Brief ▸
Return the records exactly as they are.

##### The data #####

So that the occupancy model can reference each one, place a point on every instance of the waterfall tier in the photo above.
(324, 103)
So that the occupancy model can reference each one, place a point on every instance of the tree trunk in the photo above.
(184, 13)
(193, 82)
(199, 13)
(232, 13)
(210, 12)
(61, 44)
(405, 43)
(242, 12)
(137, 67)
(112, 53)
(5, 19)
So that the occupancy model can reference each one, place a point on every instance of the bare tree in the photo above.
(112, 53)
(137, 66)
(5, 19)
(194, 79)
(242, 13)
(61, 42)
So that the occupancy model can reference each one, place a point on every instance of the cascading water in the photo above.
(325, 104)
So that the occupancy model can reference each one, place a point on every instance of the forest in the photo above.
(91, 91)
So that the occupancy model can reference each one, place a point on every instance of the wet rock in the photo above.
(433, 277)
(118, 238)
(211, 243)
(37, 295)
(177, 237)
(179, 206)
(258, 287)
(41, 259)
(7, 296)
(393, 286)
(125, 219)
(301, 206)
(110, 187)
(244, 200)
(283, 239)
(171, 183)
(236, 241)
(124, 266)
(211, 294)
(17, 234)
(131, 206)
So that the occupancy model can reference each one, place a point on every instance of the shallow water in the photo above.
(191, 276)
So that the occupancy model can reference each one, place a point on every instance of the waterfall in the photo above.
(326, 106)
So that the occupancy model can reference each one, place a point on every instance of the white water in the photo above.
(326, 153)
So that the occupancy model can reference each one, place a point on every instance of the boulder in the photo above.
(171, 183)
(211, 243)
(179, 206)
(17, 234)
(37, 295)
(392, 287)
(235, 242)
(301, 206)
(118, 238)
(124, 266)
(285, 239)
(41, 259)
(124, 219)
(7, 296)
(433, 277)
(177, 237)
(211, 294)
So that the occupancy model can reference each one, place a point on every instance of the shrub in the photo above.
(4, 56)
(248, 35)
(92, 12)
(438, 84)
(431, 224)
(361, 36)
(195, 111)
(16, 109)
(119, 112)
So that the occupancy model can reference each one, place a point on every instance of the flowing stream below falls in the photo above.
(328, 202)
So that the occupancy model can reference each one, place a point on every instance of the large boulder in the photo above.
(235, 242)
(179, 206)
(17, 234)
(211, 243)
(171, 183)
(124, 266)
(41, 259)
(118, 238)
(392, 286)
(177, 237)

#####

Solved problem ▸
So that the occupancy model can reference each one, place a point on every instance of the waterfall tier in the photo above.
(324, 103)
So that the occupancy model can reference each one, place a point on every instance of the tree trunk in the photo above.
(184, 13)
(193, 82)
(199, 13)
(232, 13)
(210, 12)
(61, 44)
(405, 43)
(242, 12)
(137, 67)
(112, 53)
(5, 19)
So that the occupancy model can reference each one, place a point on every instance of the bare tree in the photo above.
(112, 53)
(137, 66)
(5, 19)
(194, 79)
(242, 13)
(61, 42)
So that the occupancy model can reference each one, place a point on every instance of the cascading water in the photo above.
(325, 104)
So that the occupancy model can reference each one, place a point on every instance of the forest in the photo above.
(91, 91)
So that the occupancy model can reference each one, place a point on every instance of the wet rock in the photo above.
(433, 277)
(118, 238)
(211, 243)
(37, 295)
(177, 237)
(179, 206)
(258, 287)
(41, 259)
(7, 296)
(393, 286)
(125, 219)
(301, 206)
(110, 187)
(244, 200)
(283, 239)
(171, 183)
(236, 241)
(124, 266)
(211, 294)
(17, 234)
(131, 206)
So that the occupancy model can reference each one, place a point on every instance of the shallow water in the photo above.
(191, 276)
So that the occupancy model can reference each one, place a point on every instance of the waterfall in the photo above.
(326, 106)
So that the occupancy model can reference each one, place a point on every instance of the white water in the photo above.
(326, 153)
So that the occupancy model can reference each one, place a point on every instance of the boulder in the photo above.
(171, 183)
(211, 243)
(179, 206)
(17, 234)
(37, 295)
(392, 287)
(235, 242)
(301, 206)
(118, 238)
(124, 266)
(285, 239)
(41, 259)
(124, 219)
(7, 296)
(433, 277)
(177, 237)
(211, 294)
So that the occupancy model can reference each one, place a point on every instance of the shrub in the photo above.
(4, 56)
(248, 35)
(92, 12)
(438, 84)
(431, 224)
(361, 36)
(195, 111)
(16, 109)
(119, 112)
So that the occupancy model can reference each one, place a point on every instance of the flowing stream below falls in the photo above.
(328, 202)
So that the occupancy model can reference each one, place a point on every instance of the large boulder in the photo above.
(235, 242)
(179, 206)
(17, 234)
(211, 243)
(171, 183)
(124, 266)
(41, 259)
(118, 238)
(392, 286)
(177, 237)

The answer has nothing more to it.